### [WHAT TO DO]
1 > According to the interview with the Miami-Dade County mayor, how many days does the eMerge Americas tech conference last?
2 > Reproduce the stretch from "A great example" through "county addressing them?" in the interview with the Miami-Dade County mayor, swapping "Tech Beach" for "Tech Coast".

### [SELECTED TEXT]
☆ ☆ ☆
The way forward: Miami-Dade County Mayor Carlos A. Gimenez discusses the progress and challenges in modernizing government and diversifying the economy

The way forward: Miami-Dade County Mayor Carlos A. Gimenez discusses the progress and challenges in modernizing government and diversifying the economy

2022-07-18T06:39:41-04:00January 16th, 2017|Economy, Miami|

Invest: Miami speaks with Mayor of Miami-Dade County, Carlos A. Gimenez

You have supported major projects like the renovation of the Miami Beach Convention Center, a Major League Soccer stadium, and SkyRise Miami. What commonality do these projects share? 

Those are only some of the projects we have supported. They are hot topics for the day, but nowhere close to being representative of what this administration is about.

How then would you characterize the types of projects you support? How do they reflect your strategic vision for progressing this community?

A great example is eMerge Americas, a five-day tech conference hosted in Miami. We’ve supported eMerge from the very beginning and we’re one of its prime sponsors. We want to place Miami-Dade County on the technology map. We want Miami to be a tech hub – we want to create something called Tech Beach or Tech 305. We want to be the place for those looking to establish a technology company that looks towards Latin America or South America to come to. We want to be where Latin America, Central America and the Carib-bean look to see what’s new in technology. Moreover, developing a tech hub will support job creation.

One key challenge facing Miami-Dade is weak economic diversification. What are some others, and how is the county addressing them?

Diversifying the economy is one of my priorities – and it doesn’t just mean supporting technology; it involves promoting a wide range of economic sectors and businesses so we reduce our dependence on tourism or finance. The consequence of not having a diversified economy was that we saw a lot of our bright young minds leave Miami because they didn’t have opportunities here.
☆ ☆ ☆
### [PROVIDED RECORDS]
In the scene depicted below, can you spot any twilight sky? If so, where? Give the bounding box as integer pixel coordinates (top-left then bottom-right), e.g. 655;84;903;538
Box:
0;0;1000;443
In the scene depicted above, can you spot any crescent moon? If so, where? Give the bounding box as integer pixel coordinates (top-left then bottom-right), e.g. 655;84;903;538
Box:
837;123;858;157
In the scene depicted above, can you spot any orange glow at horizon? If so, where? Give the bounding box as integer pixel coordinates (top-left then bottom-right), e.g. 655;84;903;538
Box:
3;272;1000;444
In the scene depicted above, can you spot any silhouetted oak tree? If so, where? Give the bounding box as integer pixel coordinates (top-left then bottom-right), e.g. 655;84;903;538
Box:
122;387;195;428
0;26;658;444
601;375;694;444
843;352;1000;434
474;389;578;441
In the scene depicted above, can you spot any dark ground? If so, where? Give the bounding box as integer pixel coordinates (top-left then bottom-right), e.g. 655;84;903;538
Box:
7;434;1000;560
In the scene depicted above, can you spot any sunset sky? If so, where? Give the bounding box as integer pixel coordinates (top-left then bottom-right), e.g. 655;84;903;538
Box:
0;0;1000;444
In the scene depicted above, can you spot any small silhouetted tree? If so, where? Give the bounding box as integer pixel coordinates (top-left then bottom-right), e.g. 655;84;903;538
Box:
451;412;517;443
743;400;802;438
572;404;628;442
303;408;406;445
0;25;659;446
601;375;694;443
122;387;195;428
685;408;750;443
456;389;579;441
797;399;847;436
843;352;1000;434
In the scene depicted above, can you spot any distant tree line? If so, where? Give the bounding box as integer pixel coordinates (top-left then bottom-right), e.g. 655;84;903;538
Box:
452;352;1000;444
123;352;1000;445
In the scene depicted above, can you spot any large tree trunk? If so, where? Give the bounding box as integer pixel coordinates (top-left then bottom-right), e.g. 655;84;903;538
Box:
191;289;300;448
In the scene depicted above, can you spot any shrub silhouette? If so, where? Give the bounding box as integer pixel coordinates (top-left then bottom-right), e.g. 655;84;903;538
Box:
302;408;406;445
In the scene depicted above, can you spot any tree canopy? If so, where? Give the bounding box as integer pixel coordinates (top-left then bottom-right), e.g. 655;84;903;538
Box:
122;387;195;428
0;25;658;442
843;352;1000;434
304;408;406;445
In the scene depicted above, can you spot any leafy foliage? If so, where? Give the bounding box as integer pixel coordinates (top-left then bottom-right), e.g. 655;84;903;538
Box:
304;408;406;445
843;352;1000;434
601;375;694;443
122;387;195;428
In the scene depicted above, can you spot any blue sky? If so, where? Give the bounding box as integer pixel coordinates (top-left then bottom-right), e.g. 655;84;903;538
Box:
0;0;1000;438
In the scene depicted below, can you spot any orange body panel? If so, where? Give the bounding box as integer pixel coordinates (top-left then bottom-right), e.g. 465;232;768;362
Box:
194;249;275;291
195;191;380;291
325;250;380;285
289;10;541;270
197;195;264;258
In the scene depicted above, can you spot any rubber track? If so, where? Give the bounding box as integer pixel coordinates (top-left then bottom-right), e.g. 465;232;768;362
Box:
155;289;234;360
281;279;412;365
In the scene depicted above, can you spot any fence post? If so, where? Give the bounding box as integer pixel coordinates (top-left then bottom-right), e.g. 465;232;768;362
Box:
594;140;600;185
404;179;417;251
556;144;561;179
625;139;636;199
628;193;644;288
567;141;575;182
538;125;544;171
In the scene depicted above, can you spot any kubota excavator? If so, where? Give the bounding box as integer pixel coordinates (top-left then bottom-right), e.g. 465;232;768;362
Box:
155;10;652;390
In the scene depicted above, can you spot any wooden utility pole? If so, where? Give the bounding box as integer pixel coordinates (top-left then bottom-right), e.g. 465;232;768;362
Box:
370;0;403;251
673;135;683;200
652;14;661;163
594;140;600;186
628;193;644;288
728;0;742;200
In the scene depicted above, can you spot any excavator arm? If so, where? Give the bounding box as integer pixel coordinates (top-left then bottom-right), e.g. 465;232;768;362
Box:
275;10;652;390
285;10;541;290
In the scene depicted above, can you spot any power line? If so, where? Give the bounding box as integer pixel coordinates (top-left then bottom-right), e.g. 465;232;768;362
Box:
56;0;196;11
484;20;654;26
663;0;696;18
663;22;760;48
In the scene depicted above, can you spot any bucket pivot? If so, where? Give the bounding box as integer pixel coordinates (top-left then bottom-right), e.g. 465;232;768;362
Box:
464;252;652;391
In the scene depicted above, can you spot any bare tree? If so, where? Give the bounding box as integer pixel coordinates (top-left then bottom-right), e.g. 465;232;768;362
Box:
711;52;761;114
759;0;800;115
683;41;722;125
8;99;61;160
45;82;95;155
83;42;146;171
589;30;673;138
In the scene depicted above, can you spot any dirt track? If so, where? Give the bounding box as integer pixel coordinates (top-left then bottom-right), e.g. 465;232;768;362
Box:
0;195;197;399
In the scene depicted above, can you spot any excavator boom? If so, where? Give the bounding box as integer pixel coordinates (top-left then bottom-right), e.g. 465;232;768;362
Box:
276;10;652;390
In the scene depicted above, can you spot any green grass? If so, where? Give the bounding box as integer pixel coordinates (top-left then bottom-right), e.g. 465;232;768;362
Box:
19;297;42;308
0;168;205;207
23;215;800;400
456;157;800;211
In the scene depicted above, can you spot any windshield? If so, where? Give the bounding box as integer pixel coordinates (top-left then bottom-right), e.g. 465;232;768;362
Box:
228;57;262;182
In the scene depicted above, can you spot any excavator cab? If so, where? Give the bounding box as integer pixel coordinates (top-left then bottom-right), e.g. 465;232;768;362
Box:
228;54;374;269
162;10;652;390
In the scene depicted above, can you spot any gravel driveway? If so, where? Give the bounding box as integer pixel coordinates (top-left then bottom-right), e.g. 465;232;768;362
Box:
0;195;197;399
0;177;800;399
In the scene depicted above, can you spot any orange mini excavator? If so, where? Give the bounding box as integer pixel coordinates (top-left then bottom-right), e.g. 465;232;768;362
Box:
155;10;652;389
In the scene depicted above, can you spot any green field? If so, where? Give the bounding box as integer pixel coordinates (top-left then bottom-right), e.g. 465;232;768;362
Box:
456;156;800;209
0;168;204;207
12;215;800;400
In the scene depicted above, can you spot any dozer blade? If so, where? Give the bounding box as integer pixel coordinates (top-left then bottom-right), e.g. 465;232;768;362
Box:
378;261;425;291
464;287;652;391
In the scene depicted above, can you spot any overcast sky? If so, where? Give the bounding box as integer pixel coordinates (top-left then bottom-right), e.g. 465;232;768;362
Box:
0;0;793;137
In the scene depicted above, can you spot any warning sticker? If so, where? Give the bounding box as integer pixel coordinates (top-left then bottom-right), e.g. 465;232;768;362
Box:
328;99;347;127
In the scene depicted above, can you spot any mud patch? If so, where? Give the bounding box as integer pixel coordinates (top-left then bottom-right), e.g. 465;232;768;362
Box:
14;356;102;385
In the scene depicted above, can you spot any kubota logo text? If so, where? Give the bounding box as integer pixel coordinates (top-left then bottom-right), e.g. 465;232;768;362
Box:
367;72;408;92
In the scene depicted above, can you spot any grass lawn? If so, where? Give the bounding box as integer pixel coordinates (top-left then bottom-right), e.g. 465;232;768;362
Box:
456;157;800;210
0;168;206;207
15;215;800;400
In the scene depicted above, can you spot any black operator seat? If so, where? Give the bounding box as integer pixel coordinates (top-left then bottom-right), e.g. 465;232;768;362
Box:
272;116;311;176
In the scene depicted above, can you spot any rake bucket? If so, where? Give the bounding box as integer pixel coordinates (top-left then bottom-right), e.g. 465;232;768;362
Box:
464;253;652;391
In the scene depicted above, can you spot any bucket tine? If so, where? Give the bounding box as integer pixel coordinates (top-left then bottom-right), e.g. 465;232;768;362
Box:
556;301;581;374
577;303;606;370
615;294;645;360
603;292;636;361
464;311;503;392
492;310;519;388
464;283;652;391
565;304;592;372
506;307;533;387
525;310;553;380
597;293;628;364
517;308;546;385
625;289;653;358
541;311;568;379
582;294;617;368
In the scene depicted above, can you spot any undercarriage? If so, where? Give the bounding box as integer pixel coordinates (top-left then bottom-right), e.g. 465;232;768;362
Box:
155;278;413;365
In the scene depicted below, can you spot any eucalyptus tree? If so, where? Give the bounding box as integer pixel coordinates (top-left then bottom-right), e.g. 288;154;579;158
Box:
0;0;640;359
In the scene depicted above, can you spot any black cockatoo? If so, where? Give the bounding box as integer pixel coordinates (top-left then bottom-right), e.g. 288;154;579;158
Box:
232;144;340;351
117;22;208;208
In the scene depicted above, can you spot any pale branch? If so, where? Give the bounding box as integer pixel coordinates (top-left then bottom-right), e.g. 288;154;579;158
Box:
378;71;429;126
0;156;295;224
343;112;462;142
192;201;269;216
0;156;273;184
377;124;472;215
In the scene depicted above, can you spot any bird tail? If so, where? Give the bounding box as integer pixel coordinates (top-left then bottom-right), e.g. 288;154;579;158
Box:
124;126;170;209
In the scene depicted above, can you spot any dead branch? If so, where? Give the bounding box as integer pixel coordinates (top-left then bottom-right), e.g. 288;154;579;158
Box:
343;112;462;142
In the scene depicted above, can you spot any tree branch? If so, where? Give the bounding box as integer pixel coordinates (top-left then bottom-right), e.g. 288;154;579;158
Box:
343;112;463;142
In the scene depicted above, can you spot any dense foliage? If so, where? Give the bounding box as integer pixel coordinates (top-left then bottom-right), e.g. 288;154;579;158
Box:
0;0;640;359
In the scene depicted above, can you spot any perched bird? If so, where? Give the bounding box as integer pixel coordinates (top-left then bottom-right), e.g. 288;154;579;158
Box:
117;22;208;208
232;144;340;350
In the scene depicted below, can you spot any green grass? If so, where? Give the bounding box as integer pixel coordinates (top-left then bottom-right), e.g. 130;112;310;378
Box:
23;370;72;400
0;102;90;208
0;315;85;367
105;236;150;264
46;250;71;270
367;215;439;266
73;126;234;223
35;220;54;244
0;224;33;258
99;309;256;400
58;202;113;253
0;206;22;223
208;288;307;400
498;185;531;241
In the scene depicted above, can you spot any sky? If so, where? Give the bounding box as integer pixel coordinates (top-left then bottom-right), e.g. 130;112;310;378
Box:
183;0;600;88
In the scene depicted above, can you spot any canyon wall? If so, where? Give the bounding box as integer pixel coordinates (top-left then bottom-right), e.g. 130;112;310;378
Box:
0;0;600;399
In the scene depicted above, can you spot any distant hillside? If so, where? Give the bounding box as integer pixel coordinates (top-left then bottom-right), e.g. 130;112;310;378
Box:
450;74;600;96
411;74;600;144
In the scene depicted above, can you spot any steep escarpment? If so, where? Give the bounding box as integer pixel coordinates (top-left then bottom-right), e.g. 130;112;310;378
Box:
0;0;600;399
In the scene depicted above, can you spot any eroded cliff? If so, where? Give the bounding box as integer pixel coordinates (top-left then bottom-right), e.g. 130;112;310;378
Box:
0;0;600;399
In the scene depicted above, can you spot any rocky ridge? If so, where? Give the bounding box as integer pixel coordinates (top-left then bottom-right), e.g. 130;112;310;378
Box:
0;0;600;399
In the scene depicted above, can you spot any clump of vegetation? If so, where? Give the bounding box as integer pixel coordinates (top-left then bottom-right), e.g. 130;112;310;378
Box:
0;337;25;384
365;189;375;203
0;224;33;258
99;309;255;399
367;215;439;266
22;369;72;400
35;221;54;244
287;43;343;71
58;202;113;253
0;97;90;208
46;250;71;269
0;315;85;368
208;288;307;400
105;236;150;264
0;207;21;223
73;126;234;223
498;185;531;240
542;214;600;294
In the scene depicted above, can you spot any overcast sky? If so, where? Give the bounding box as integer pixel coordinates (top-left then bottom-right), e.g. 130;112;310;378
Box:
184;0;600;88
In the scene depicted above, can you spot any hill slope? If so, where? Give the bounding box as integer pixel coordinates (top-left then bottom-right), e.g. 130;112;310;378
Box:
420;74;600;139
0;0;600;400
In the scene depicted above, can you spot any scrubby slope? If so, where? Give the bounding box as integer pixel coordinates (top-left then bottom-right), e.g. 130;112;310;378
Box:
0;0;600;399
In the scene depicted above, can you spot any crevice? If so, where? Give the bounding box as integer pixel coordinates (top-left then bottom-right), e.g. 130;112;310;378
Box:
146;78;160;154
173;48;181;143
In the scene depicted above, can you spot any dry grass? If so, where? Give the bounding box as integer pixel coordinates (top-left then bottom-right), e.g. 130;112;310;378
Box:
☆ ☆ ☆
### [EXERCISE SOLUTIONS]
1 > Five days.

2 >
A great example is eMerge Americas, a five-day tech conference hosted in Miami. We’ve supported eMerge from the very beginning and we’re one of its prime sponsors. We want to place Miami-Dade County on the technology map. We want Miami to be a tech hub – we want to create something called Tech Coast or Tech 305. We want to be the place for those looking to establish a technology company that looks towards Latin America or South America to come to. We want to be where Latin America, Central America and the Carib-bean look to see what’s new in technology. Moreover, developing a tech hub will support job creation.

One key challenge facing Miami-Dade is weak economic diversification. What are some others, and how is the county addressing them?